Copy the lines from the one containing "Query: tree branch" through the one containing "68), (69, 88)]", substituting "worked sample" for every "formatted sample" and leaving everything else as it is.

##### Supplied records #####

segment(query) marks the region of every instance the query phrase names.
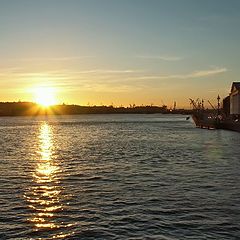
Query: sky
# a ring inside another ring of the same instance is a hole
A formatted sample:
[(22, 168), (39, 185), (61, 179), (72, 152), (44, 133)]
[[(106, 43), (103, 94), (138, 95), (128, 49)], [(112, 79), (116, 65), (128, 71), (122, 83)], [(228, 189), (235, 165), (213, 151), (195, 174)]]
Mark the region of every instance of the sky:
[(239, 0), (0, 0), (0, 101), (189, 107), (240, 76)]

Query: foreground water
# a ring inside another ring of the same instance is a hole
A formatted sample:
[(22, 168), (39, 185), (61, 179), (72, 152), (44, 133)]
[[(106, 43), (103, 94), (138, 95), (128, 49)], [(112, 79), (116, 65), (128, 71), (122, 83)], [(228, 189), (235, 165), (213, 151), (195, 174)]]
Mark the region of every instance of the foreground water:
[(0, 118), (0, 239), (239, 239), (240, 134), (178, 115)]

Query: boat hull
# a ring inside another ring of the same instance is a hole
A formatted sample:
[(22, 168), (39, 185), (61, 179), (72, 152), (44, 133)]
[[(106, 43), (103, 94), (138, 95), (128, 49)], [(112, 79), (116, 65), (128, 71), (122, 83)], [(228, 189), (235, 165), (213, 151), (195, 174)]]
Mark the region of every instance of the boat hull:
[(240, 132), (240, 122), (233, 120), (220, 120), (217, 118), (208, 118), (205, 116), (192, 115), (192, 119), (199, 128), (207, 129), (225, 129)]

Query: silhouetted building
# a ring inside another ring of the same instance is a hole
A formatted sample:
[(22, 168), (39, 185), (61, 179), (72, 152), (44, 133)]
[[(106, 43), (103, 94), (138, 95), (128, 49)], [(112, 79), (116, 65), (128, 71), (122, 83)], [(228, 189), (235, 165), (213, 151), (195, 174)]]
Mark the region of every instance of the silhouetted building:
[(230, 96), (223, 99), (223, 112), (226, 116), (230, 115)]
[(240, 82), (233, 82), (230, 92), (230, 114), (240, 115)]

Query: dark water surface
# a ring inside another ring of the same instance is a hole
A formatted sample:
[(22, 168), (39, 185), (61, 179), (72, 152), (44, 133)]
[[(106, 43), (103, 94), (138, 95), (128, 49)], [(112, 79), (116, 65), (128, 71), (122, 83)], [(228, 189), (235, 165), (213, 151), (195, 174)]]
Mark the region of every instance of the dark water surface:
[(0, 239), (240, 239), (239, 176), (185, 116), (0, 118)]

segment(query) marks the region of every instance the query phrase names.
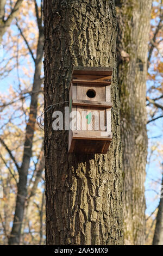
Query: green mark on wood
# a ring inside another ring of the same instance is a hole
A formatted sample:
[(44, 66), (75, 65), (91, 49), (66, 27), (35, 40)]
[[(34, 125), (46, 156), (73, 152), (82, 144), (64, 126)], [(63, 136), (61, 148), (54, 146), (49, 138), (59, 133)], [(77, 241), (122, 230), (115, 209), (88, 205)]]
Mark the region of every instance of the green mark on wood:
[(92, 118), (92, 113), (89, 113), (86, 117), (86, 118), (87, 119), (87, 124), (90, 124)]

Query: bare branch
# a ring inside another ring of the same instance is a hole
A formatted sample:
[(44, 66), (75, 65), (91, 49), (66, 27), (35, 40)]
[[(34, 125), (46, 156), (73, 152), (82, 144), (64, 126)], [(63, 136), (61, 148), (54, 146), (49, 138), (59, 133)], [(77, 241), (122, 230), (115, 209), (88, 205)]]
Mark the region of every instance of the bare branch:
[(24, 42), (25, 42), (25, 43), (26, 43), (26, 45), (27, 45), (27, 48), (28, 48), (28, 50), (29, 50), (29, 52), (30, 52), (30, 55), (31, 55), (31, 56), (32, 56), (32, 58), (33, 58), (33, 59), (34, 63), (35, 63), (35, 60), (35, 60), (35, 57), (34, 57), (34, 55), (33, 55), (33, 52), (32, 52), (32, 49), (31, 49), (30, 47), (29, 46), (29, 44), (28, 44), (28, 42), (27, 40), (26, 39), (26, 38), (24, 35), (23, 34), (22, 29), (21, 29), (20, 27), (19, 26), (19, 25), (18, 25), (18, 24), (17, 19), (16, 19), (16, 26), (17, 26), (17, 28), (18, 28), (18, 29), (20, 32), (20, 34), (21, 34), (21, 36), (22, 36), (22, 38), (23, 38), (23, 39), (24, 39)]
[(16, 184), (17, 184), (17, 180), (16, 180), (16, 177), (15, 176), (14, 173), (12, 173), (12, 172), (11, 171), (11, 169), (10, 168), (10, 167), (7, 165), (7, 162), (5, 162), (5, 160), (4, 159), (4, 158), (3, 157), (2, 155), (1, 155), (1, 154), (0, 153), (0, 156), (2, 159), (2, 160), (3, 161), (3, 162), (4, 162), (4, 164), (5, 165), (5, 166), (7, 167), (7, 168), (8, 169), (10, 173), (11, 174), (11, 176), (12, 176), (12, 178), (14, 179), (14, 180), (15, 180), (16, 181)]
[(163, 110), (163, 106), (156, 103), (154, 100), (152, 100), (152, 99), (149, 99), (149, 97), (146, 97), (147, 100), (149, 101), (149, 103), (153, 104), (153, 105), (155, 106), (156, 107), (160, 108), (161, 109)]
[(12, 9), (11, 13), (8, 16), (8, 19), (6, 21), (5, 21), (5, 24), (6, 26), (10, 26), (11, 21), (13, 20), (14, 18), (16, 17), (17, 13), (18, 11), (18, 9), (21, 6), (23, 0), (17, 0), (16, 3), (15, 4), (14, 8)]
[(17, 163), (17, 162), (15, 160), (15, 158), (14, 157), (14, 156), (13, 156), (12, 154), (12, 152), (11, 151), (11, 150), (9, 149), (9, 148), (8, 147), (8, 146), (7, 145), (7, 144), (5, 143), (5, 142), (4, 142), (4, 141), (0, 137), (0, 142), (1, 143), (1, 144), (3, 145), (3, 147), (5, 148), (5, 149), (7, 150), (7, 151), (8, 151), (8, 153), (9, 153), (11, 159), (12, 159), (12, 160), (13, 161), (13, 162), (14, 162), (15, 163), (15, 165), (17, 168), (17, 170), (18, 172), (18, 173), (20, 173), (20, 167), (18, 165), (18, 164)]

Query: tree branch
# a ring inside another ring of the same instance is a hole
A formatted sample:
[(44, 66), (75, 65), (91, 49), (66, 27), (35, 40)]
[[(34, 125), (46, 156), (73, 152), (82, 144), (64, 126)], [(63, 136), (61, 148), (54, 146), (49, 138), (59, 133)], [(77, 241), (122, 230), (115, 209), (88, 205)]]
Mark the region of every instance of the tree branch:
[(151, 120), (149, 120), (149, 121), (148, 121), (147, 124), (149, 124), (149, 123), (153, 122), (153, 121), (155, 121), (155, 120), (159, 119), (159, 118), (161, 118), (163, 117), (163, 115), (160, 115), (160, 117), (157, 117), (155, 118), (153, 118)]
[(16, 16), (16, 15), (18, 11), (18, 9), (21, 6), (23, 0), (17, 0), (15, 4), (14, 8), (12, 9), (10, 14), (8, 16), (8, 19), (4, 21), (6, 26), (9, 26), (11, 21)]
[(35, 60), (35, 57), (34, 57), (34, 55), (33, 55), (33, 52), (32, 52), (32, 49), (31, 49), (30, 47), (29, 46), (29, 44), (28, 44), (28, 42), (27, 40), (26, 39), (26, 38), (24, 35), (23, 34), (22, 29), (21, 29), (20, 27), (19, 26), (19, 25), (18, 25), (18, 24), (17, 19), (16, 19), (16, 26), (17, 26), (17, 28), (18, 28), (18, 29), (20, 32), (20, 34), (21, 34), (21, 36), (22, 36), (22, 38), (23, 38), (23, 39), (24, 39), (24, 42), (25, 42), (25, 43), (26, 43), (26, 45), (27, 45), (27, 48), (28, 48), (28, 50), (29, 50), (29, 52), (30, 52), (30, 55), (31, 55), (31, 56), (32, 56), (32, 58), (33, 58), (33, 59), (34, 63), (35, 63), (35, 60)]

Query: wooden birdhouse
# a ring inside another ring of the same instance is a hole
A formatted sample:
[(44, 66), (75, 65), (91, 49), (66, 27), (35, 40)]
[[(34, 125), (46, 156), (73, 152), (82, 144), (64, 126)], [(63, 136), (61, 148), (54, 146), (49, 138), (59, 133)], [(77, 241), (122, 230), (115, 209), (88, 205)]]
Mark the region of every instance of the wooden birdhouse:
[(70, 153), (107, 153), (112, 139), (112, 73), (109, 68), (74, 68), (69, 88)]

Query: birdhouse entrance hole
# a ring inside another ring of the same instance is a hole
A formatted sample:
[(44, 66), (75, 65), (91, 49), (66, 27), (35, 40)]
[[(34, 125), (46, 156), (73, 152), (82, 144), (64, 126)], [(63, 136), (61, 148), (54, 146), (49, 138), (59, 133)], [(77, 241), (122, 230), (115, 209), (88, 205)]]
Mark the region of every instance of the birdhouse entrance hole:
[(94, 98), (96, 94), (95, 90), (92, 89), (89, 89), (86, 92), (86, 95), (89, 98)]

#####

Worked solution >>
Query: tree branch
# a ring inside another ring of the same instance is a hole
A worked sample:
[(44, 66), (75, 65), (91, 49), (66, 27), (35, 40)]
[[(34, 125), (46, 156), (73, 152), (82, 144), (64, 126)], [(63, 136), (61, 148), (54, 146), (49, 138), (59, 133)], [(77, 241), (122, 230), (115, 209), (88, 205)]]
Mark the region of every instance of the tree branch:
[(151, 120), (149, 120), (149, 121), (148, 121), (147, 124), (149, 124), (149, 123), (153, 122), (153, 121), (155, 121), (155, 120), (159, 119), (159, 118), (161, 118), (163, 117), (163, 115), (160, 115), (160, 117), (157, 117), (155, 118), (153, 118)]
[(16, 16), (16, 15), (18, 11), (18, 9), (21, 6), (23, 0), (17, 0), (15, 4), (14, 8), (12, 9), (10, 14), (8, 16), (8, 19), (4, 21), (6, 26), (9, 26), (11, 21)]
[(35, 60), (35, 57), (34, 57), (34, 55), (33, 55), (33, 52), (32, 52), (32, 49), (31, 49), (30, 47), (29, 46), (29, 44), (28, 44), (28, 42), (27, 40), (26, 39), (26, 38), (24, 35), (23, 34), (22, 29), (21, 29), (20, 27), (19, 26), (19, 25), (18, 25), (18, 24), (17, 19), (16, 19), (16, 26), (17, 26), (17, 28), (18, 28), (18, 29), (20, 32), (20, 34), (21, 34), (21, 36), (22, 36), (22, 38), (23, 38), (23, 39), (24, 39), (24, 42), (25, 42), (25, 43), (26, 43), (26, 45), (27, 45), (27, 48), (28, 48), (28, 50), (29, 50), (29, 52), (30, 52), (30, 55), (31, 55), (31, 56), (32, 56), (32, 58), (33, 58), (33, 59), (34, 63), (35, 63), (35, 60)]

Query: wooden birdhouse
# a ring inside another ring of the same instance is a hole
A worked sample:
[(44, 66), (75, 65), (91, 49), (66, 27), (35, 40)]
[[(34, 125), (46, 156), (73, 152), (82, 144), (64, 126)], [(63, 136), (61, 148), (54, 146), (49, 138), (59, 133)], [(77, 241), (122, 230), (115, 209), (88, 205)]]
Mark the region of every instance of the wooden birdhouse:
[(70, 153), (107, 153), (112, 139), (112, 73), (109, 68), (74, 68), (69, 88)]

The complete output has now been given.